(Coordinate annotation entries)

-.-.-

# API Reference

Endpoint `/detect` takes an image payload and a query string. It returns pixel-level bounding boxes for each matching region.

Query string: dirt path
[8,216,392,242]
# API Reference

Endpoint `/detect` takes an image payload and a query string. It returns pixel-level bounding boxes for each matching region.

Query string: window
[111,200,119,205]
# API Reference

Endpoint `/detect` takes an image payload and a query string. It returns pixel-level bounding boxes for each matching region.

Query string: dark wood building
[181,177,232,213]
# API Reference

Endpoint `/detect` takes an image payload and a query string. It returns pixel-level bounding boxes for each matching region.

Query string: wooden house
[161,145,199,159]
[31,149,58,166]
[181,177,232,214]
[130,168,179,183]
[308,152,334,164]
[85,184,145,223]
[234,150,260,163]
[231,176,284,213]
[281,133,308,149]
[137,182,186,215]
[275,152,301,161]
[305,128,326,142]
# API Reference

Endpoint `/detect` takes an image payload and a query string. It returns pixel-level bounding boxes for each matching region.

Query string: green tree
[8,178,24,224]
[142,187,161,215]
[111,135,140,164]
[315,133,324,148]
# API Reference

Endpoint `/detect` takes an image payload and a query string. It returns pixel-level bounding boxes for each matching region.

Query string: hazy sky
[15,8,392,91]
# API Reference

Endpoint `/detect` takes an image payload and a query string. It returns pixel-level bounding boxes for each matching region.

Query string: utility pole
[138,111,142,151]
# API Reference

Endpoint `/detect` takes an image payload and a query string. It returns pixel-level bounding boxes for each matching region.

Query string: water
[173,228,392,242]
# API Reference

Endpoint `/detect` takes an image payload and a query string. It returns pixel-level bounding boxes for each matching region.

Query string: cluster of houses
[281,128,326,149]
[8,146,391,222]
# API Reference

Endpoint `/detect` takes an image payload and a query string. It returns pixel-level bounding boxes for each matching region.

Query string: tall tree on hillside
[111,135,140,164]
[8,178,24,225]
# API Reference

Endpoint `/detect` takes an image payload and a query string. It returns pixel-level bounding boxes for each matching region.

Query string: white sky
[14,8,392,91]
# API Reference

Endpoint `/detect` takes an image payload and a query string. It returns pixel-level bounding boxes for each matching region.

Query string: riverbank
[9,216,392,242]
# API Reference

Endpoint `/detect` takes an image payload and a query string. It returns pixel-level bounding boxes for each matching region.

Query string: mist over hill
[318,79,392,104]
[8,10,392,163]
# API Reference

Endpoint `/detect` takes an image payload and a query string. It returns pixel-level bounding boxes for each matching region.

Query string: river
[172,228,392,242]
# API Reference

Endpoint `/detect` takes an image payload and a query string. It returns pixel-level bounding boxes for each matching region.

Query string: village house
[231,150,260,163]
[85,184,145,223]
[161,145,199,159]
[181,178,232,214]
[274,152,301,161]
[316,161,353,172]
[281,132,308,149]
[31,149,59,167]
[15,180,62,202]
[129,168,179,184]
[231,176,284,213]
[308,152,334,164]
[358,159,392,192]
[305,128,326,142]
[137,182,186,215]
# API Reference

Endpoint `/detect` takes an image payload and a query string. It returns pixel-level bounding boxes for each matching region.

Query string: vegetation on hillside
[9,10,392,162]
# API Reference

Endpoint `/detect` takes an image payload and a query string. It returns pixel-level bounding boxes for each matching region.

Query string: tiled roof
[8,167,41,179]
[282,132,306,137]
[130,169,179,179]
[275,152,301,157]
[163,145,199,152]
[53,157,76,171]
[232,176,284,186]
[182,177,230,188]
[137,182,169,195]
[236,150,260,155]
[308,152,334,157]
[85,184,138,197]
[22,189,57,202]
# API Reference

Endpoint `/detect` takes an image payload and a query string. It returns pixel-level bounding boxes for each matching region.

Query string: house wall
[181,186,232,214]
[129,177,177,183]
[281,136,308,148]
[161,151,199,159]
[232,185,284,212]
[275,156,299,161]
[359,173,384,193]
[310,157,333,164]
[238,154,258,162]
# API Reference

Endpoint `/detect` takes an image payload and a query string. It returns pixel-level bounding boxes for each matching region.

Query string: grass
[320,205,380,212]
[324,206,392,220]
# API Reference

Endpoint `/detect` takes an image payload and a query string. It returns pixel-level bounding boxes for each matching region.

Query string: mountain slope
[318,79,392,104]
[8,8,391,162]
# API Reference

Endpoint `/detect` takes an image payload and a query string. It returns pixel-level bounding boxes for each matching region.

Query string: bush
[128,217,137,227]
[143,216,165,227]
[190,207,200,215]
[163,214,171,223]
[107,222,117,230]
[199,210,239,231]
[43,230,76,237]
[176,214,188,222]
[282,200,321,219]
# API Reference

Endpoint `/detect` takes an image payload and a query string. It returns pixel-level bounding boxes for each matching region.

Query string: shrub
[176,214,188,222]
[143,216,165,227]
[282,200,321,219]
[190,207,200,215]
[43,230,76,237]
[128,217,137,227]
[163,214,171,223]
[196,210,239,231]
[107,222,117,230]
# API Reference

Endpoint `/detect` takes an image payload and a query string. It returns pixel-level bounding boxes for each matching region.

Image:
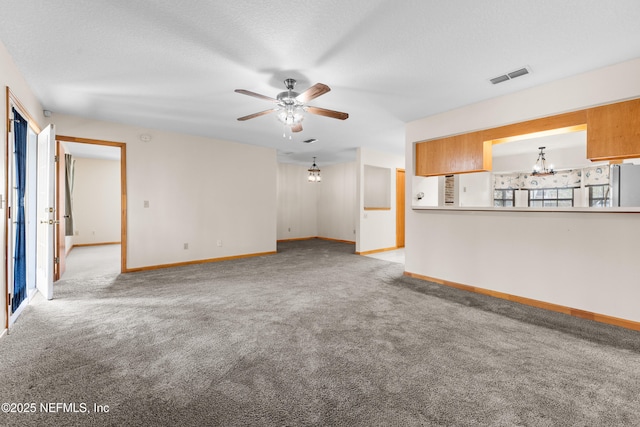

-.-.-

[WORK TO BE COMPLETED]:
Lay out all the data above as a Markdown table with the columns "Row" and "Line", one numbered row per line and no rows for blank lines. Leave the pictures out.

[TASK RESPONSE]:
| Row | Line |
|---|---|
| 1 | # API Reference |
| 2 | Endpoint `/detect` takes an image payload and a query string. It returns pixel-level bounding boxes for each matching region. |
| 3 | Query string: dirt path |
| 4 | [8,216,392,242] |
| 5 | # API Reference |
| 6 | Endpoint `/detect` takes an image payload and a query string. It returns pixel-level bounding boxes for each matching region. |
| 7 | Query string: window |
| 8 | [111,200,119,205] |
| 9 | # API Reference |
| 10 | Endpoint `/detect` takes an image payload and a query string. It returns pixel-level bounding boxes for each matching region. |
| 11 | Query string: dark wood building |
| 12 | [181,177,232,213] |
| 13 | # API Reference |
| 14 | Endpoint `/detect` takes an image payload and a query string. It returns pixel-level bounding boxes for each matching region. |
| 15 | Query string: wooden house |
| 16 | [161,145,199,159] |
| 17 | [31,149,58,166] |
| 18 | [181,177,232,214] |
| 19 | [130,168,179,183] |
| 20 | [308,152,334,164] |
| 21 | [85,184,145,223] |
| 22 | [234,150,260,163] |
| 23 | [231,176,284,213] |
| 24 | [281,133,308,149] |
| 25 | [137,182,186,215] |
| 26 | [275,152,301,161] |
| 27 | [305,128,326,142] |
| 28 | # API Reference |
| 29 | Endpoint `/detect` takes an image payload and a query string. It returns pixel-level bounding boxes for each matching region. |
| 30 | Query string: green tree |
| 31 | [8,178,24,224] |
| 32 | [142,187,161,215] |
| 33 | [111,135,140,164] |
| 34 | [315,133,324,148] |
| 35 | # API Reference |
| 36 | Endpoint `/detect` takes an image payload and a query string. It returns pixel-level bounding boxes for each matching region. |
| 37 | Query string: hazy sky |
| 38 | [15,8,392,91] |
| 39 | # API Reference |
| 40 | Endpoint `/detect` takes an image payload and a query string. It returns pixel-level bounding boxes for each matching region. |
| 41 | Query string: utility pole |
| 42 | [138,111,142,151] |
| 43 | # API Reference |
| 44 | Endpoint `/detect` takes an image payload and a query string. It returns pixel-level bounding boxes for each matching region. |
| 45 | Query string: water |
| 46 | [173,228,392,242] |
| 47 | # API Reference |
| 48 | Endpoint `/detect` takes an image payload and a query string. It returns pixel-level bounding boxes for each matching region. |
| 49 | Query string: cluster of houses |
| 50 | [281,128,326,149] |
| 51 | [8,146,391,222] |
| 52 | # API Reference |
| 53 | Endpoint `/detect` takes an image payload and a query string. It returns pixel-level bounding boxes for each matching region. |
| 54 | Query string: tall tree on hillside |
| 55 | [111,135,140,164] |
| 56 | [8,178,24,225] |
| 57 | # API Reference |
| 58 | Endpoint `/detect` takes an image payload and a query string. It returns pixel-level bounding boxes for each matching region. |
| 59 | Query string: white sky |
| 60 | [14,8,392,91] |
| 61 | # API Reference |
| 62 | Endpoint `/detect` takes an image payload and a query string. It returns pixel-level bounding boxes for each matching region. |
| 63 | Query string: riverbank |
| 64 | [9,216,392,242] |
| 65 | # API Reference |
| 66 | Endpoint `/detect` takes an image payload and a query string. It returns pixel-level bounding boxes for each matching region. |
| 67 | Query string: mist over hill |
| 68 | [318,79,392,104] |
| 69 | [8,10,392,163] |
| 70 | # API Reference |
| 71 | Endpoint `/detect` takes an image payload and a query string. It returns pixel-level bounding boxes for each matching region. |
| 72 | Query string: river |
| 73 | [172,228,392,242] |
| 74 | # API Reference |
| 75 | Endpoint `/detect` takes an image payload and a query string. It returns pixel-level bounding boxes for each matching region. |
| 76 | Query string: village house |
| 77 | [231,150,260,163] |
| 78 | [85,184,145,223] |
| 79 | [161,145,199,159] |
| 80 | [181,178,232,214] |
| 81 | [274,152,301,161] |
| 82 | [316,161,353,172] |
| 83 | [281,132,308,149] |
| 84 | [31,149,59,167] |
| 85 | [15,180,62,202] |
| 86 | [129,168,179,184] |
| 87 | [231,176,284,213] |
| 88 | [308,152,334,164] |
| 89 | [358,159,392,192] |
| 90 | [305,128,326,142] |
| 91 | [137,182,186,215] |
| 92 | # API Reference |
| 93 | Endpoint `/detect` takes an image payload and a query string. It returns pixel-level bounding boxes for each matching region. |
| 94 | Query string: vegetation on hillside |
| 95 | [9,10,392,162] |
| 96 | # API Reference |
| 97 | Endpoint `/detect` takes an image payload and a query string. It returns pixel-level bounding boxes for each matching region. |
| 98 | Query string: tiled roof |
| 99 | [8,167,41,179] |
| 100 | [282,132,306,137] |
| 101 | [130,169,179,179] |
| 102 | [275,152,301,157] |
| 103 | [163,145,199,152] |
| 104 | [53,157,76,171] |
| 105 | [232,176,284,186] |
| 106 | [182,177,230,188] |
| 107 | [137,182,169,195] |
| 108 | [236,150,260,155] |
| 109 | [308,152,334,157] |
| 110 | [85,184,138,197] |
| 111 | [22,189,57,202] |
| 112 | # API Reference |
| 113 | Endpoint `/detect` takes an image payload and a query string. It returns pixel-level bounding boxes for each matching region. |
| 114 | Query string: house wall |
| 115 | [181,186,232,214] |
| 116 | [129,177,177,183] |
| 117 | [281,136,308,148] |
| 118 | [161,151,199,159] |
| 119 | [232,185,284,212] |
| 120 | [275,156,299,161] |
| 121 | [359,173,384,193] |
| 122 | [310,157,333,164] |
| 123 | [238,154,258,162] |
| 124 | # API Reference |
| 125 | Endpoint `/detect` takes an image payload and a query string. It returns pixel-level bounding boxes for each matching region. |
| 126 | Query string: grass |
| 127 | [320,205,380,212] |
| 128 | [324,206,392,220] |
| 129 | # API Reference |
| 130 | Endpoint `/detect` takes an image payload and a query string. It returns pixel-level bounding boxes for each matching region. |
| 131 | Query string: mountain slope |
| 132 | [318,79,392,104] |
| 133 | [8,8,391,162] |
| 134 | # API Reference |
| 135 | Endpoint `/detect` takes an image payload and a query string. It returns pixel-level bounding boxes for each matching region. |
| 136 | Query string: bush |
| 137 | [128,217,137,227] |
| 138 | [143,216,165,227] |
| 139 | [190,207,200,215] |
| 140 | [163,214,171,223] |
| 141 | [107,222,117,230] |
| 142 | [199,210,239,231] |
| 143 | [43,230,76,237] |
| 144 | [176,214,188,222] |
| 145 | [282,200,321,219] |
| 146 | # API Reference |
| 147 | Endpoint `/detect` takes an image payload and a query string. It returns pixel-level bounding boxes for each matching region. |
| 148 | Query string: shrub |
| 149 | [176,214,188,222] |
| 150 | [143,216,165,227] |
| 151 | [282,200,321,219] |
| 152 | [190,207,200,215] |
| 153 | [43,230,76,237] |
| 154 | [128,217,137,227] |
| 155 | [163,214,171,223] |
| 156 | [196,210,239,231] |
| 157 | [107,222,117,230] |
| 158 | # API Reference |
| 159 | Endpoint `/detect` takes an image payload and a query string. It returns pixel-level bounding boxes for each matching region. |
| 160 | Image: |